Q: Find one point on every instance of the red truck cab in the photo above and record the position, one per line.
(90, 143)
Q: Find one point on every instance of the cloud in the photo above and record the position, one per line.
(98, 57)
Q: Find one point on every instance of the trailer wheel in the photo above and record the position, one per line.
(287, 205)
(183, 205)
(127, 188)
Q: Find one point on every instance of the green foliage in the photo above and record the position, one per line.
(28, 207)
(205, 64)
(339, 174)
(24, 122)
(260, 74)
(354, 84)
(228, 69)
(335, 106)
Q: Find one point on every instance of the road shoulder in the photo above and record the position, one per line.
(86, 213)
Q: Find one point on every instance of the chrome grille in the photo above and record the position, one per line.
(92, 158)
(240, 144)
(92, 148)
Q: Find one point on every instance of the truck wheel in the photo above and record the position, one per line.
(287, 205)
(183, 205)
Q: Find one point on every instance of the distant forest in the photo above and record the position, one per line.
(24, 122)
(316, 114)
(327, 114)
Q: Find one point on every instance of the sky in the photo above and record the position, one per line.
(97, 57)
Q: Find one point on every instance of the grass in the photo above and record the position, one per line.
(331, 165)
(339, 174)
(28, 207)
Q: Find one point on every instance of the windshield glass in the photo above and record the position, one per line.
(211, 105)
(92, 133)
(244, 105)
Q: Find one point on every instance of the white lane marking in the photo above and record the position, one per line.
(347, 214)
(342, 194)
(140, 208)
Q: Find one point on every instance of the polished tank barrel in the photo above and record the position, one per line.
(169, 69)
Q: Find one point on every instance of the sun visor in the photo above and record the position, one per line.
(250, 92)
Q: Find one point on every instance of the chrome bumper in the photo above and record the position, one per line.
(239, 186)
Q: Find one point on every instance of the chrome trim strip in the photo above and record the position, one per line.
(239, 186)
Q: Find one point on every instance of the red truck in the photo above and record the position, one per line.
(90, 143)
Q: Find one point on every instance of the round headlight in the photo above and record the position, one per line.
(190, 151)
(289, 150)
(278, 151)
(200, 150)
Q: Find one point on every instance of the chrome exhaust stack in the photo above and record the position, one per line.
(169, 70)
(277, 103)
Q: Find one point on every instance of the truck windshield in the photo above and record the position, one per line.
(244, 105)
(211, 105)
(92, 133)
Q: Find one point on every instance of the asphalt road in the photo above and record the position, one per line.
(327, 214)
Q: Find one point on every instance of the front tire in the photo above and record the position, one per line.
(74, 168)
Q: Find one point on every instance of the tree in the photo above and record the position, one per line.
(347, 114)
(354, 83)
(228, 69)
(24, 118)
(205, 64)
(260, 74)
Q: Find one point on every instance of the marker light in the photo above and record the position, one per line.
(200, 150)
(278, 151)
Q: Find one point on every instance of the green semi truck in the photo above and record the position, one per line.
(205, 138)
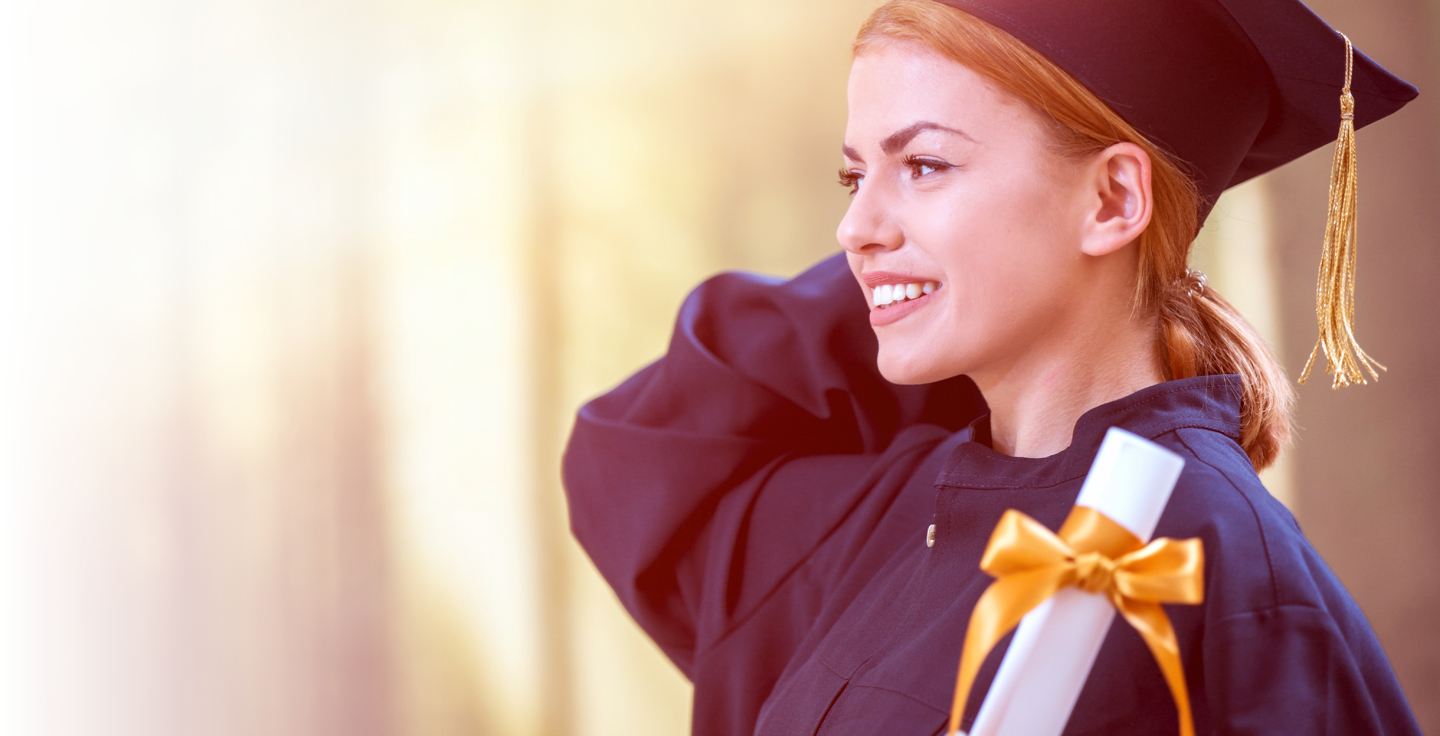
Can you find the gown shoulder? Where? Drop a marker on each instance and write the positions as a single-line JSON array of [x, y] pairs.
[[1282, 645]]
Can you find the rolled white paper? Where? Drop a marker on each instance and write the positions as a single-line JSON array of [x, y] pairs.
[[1054, 645]]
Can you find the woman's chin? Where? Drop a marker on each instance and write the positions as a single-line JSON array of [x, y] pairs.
[[906, 368]]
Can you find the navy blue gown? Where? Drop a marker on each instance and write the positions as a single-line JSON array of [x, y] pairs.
[[759, 500]]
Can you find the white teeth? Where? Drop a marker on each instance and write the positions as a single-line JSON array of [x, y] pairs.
[[887, 294]]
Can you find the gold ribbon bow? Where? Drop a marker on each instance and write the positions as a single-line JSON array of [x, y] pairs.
[[1098, 555]]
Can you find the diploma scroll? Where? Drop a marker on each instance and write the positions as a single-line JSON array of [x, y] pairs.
[[1054, 645]]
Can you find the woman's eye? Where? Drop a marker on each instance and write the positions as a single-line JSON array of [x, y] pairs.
[[925, 166]]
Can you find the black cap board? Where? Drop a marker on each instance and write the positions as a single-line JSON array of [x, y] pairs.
[[1233, 88]]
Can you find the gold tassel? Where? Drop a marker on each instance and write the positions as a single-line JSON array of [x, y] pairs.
[[1335, 290]]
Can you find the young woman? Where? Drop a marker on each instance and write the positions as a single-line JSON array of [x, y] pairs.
[[801, 532]]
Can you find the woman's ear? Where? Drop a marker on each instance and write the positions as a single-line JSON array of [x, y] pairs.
[[1121, 199]]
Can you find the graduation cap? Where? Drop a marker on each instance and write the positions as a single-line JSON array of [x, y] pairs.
[[1231, 90]]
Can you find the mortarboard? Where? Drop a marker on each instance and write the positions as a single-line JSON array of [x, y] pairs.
[[1231, 88]]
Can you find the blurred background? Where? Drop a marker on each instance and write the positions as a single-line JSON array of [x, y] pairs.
[[297, 300]]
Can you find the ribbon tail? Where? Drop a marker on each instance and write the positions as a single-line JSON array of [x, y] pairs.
[[1154, 625], [997, 612]]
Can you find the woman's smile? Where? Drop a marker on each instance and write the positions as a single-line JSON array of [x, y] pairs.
[[893, 301]]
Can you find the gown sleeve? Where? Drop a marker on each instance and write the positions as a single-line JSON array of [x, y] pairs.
[[758, 372]]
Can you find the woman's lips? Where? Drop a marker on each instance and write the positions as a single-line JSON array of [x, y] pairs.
[[899, 310]]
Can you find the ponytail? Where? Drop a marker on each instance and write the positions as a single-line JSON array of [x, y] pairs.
[[1200, 333]]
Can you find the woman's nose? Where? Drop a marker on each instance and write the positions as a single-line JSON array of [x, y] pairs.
[[869, 225]]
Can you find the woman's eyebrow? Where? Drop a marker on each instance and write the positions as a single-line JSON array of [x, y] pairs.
[[897, 140]]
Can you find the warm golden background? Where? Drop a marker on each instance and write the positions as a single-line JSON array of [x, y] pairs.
[[297, 298]]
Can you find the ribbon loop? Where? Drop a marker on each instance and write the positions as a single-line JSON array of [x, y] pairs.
[[1098, 555]]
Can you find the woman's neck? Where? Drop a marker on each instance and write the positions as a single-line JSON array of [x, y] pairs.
[[1037, 399]]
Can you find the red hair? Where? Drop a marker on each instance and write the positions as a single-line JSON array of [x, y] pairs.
[[1200, 333]]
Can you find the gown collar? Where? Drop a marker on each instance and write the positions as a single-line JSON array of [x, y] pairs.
[[1208, 402]]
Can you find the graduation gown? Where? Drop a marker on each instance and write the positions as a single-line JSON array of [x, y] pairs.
[[759, 500]]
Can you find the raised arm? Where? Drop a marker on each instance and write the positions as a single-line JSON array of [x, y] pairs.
[[759, 370]]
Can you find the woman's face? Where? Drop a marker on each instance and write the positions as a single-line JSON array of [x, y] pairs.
[[964, 219]]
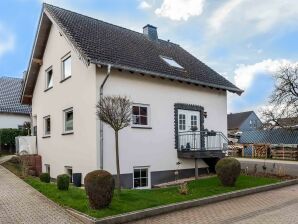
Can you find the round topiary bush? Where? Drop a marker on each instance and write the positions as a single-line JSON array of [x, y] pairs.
[[45, 177], [228, 170], [63, 182], [99, 186]]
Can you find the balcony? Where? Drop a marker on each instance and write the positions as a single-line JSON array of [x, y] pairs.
[[201, 144]]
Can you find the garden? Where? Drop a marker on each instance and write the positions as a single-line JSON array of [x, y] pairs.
[[99, 199]]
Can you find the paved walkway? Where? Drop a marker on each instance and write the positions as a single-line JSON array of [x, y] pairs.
[[19, 203], [271, 207]]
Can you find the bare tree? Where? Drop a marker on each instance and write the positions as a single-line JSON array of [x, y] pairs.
[[282, 110], [116, 112]]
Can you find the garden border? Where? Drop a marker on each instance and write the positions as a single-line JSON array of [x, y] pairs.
[[149, 212]]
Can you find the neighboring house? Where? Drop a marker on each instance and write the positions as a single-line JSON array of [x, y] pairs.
[[244, 121], [12, 113], [75, 59]]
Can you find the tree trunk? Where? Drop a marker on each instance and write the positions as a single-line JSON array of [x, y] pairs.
[[118, 183]]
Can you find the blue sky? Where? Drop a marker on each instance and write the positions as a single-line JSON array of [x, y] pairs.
[[244, 40]]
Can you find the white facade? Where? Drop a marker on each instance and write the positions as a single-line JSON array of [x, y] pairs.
[[153, 147], [10, 120]]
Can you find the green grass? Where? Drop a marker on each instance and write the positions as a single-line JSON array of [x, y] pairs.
[[132, 200]]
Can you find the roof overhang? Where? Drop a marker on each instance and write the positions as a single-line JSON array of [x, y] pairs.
[[191, 81], [35, 62], [41, 37]]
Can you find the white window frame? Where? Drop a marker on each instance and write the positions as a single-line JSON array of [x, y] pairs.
[[44, 126], [69, 172], [63, 59], [148, 177], [64, 120], [148, 115], [47, 81]]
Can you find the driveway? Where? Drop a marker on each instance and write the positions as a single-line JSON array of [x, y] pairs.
[[19, 203], [277, 206]]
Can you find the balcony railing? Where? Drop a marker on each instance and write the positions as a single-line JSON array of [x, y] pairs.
[[202, 140]]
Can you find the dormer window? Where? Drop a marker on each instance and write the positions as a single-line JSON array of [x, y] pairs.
[[171, 62]]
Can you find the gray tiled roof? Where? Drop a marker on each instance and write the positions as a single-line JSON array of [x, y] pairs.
[[235, 120], [10, 93], [104, 43], [274, 136]]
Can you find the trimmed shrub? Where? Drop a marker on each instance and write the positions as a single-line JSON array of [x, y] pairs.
[[15, 160], [99, 186], [45, 177], [228, 170], [63, 182]]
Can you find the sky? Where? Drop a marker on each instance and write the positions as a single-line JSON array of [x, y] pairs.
[[246, 41]]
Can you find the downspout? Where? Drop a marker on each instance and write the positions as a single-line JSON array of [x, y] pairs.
[[101, 123]]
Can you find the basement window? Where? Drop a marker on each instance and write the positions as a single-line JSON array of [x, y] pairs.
[[171, 62], [68, 170], [141, 177]]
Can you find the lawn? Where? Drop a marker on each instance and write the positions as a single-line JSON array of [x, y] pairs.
[[132, 200]]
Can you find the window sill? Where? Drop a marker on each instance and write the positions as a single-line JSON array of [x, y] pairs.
[[63, 80], [68, 133], [140, 127], [47, 89]]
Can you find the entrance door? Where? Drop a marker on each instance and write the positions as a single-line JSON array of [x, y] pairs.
[[188, 129]]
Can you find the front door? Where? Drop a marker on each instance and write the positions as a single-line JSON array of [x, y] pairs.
[[188, 129]]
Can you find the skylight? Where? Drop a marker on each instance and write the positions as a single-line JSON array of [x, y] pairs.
[[171, 62]]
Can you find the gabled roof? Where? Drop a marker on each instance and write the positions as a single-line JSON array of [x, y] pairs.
[[237, 119], [274, 136], [10, 94], [102, 43]]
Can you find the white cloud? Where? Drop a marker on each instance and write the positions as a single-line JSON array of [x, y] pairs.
[[221, 13], [180, 9], [253, 16], [144, 5], [245, 74], [7, 40]]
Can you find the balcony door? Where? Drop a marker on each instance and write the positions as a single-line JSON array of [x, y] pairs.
[[188, 120], [188, 130]]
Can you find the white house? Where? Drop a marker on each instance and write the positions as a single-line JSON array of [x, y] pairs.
[[12, 113], [77, 59]]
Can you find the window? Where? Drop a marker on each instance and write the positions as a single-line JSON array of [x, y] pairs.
[[182, 122], [69, 172], [194, 121], [141, 177], [66, 67], [49, 78], [47, 126], [140, 115], [68, 120], [171, 62], [48, 169]]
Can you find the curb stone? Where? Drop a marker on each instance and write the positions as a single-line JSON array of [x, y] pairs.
[[149, 212]]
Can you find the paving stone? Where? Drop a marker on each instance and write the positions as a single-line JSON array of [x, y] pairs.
[[20, 203], [276, 206]]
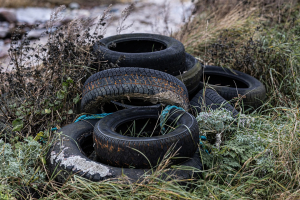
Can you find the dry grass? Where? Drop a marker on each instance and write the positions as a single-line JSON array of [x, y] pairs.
[[53, 3], [212, 17]]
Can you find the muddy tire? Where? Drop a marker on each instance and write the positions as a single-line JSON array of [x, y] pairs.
[[192, 76], [71, 154], [138, 86], [125, 151], [210, 99], [142, 50], [232, 84]]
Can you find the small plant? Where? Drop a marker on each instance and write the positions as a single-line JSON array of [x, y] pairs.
[[19, 161]]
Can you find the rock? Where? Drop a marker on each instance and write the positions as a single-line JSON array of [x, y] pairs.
[[4, 49], [35, 34], [74, 6], [31, 15], [8, 16]]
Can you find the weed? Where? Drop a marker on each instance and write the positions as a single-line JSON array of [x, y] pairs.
[[46, 94]]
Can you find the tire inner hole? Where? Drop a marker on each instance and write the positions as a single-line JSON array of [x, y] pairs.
[[137, 46], [86, 144], [145, 127], [223, 81]]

◆ ◆ ◆ ◆ ◆ ◆ ◆

The span to give again runs from the line with "Can you find the small" through the last line of the records above; reproduce it exactly and nothing more.

Can you find the small plant? Where? Drop a marker on each instance and write the positions as a single-line JSON array of [x, y] pairs.
[[19, 161]]
Can you find the rock? Where? Drop a marker on each instance and write the positions as a single-line JSON array of [x, y] pairs.
[[4, 49], [35, 34], [74, 6], [31, 15], [8, 16]]
Can you find the weed? Where? Drop a marker on each instance and write the positions as a single-line JSON array of [x, y] pairs.
[[46, 94]]
Can you find the tire inner hole? Where? Drop a marker on each instance and write the positions as a single-line JSON array of [x, y] pairs.
[[137, 46], [86, 144], [145, 127], [223, 81]]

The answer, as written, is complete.